● **ASSIGNMENT**: Scan the entries below for lines holding "lamp". Give the number of such lines alone.

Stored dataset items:

_ _ _ _ _

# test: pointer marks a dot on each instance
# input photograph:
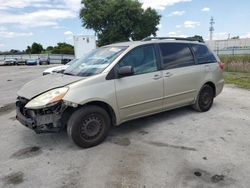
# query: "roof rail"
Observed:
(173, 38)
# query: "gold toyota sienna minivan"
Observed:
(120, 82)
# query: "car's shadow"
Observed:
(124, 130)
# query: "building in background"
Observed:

_ _ _ _ _

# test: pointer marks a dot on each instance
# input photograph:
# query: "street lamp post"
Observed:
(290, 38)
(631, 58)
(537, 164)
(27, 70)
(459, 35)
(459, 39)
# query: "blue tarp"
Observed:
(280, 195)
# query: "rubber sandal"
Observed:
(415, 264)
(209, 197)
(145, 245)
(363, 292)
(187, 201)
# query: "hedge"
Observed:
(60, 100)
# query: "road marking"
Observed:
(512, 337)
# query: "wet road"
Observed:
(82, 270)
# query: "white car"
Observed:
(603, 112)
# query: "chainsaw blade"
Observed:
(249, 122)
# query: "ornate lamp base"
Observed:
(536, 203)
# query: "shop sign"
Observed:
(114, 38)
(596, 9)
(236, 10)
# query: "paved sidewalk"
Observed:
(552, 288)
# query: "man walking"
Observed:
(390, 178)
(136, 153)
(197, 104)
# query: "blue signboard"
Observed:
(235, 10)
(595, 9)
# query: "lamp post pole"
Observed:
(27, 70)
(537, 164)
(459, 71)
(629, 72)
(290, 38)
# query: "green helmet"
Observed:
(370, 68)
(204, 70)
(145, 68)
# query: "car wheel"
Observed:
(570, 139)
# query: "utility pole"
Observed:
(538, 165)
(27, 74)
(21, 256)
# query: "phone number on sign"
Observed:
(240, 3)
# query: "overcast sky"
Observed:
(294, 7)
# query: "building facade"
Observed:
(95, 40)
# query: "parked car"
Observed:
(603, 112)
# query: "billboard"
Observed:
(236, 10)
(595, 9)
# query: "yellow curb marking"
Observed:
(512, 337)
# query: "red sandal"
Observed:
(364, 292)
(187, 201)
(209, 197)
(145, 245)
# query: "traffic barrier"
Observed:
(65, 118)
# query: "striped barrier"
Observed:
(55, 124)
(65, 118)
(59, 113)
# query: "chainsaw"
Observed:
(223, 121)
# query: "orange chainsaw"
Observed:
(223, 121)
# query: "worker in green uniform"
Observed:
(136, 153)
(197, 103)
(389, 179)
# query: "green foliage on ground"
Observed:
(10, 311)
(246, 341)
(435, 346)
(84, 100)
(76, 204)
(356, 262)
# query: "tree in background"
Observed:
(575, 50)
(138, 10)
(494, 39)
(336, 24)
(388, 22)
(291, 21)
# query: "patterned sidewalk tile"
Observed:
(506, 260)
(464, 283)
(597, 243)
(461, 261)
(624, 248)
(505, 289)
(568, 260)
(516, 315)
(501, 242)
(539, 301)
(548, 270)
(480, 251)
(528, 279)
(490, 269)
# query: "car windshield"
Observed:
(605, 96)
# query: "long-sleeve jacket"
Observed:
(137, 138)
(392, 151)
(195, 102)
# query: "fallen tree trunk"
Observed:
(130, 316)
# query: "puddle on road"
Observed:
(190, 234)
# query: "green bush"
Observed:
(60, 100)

_ _ _ _ _

● **YOUR RESPONSE**: 3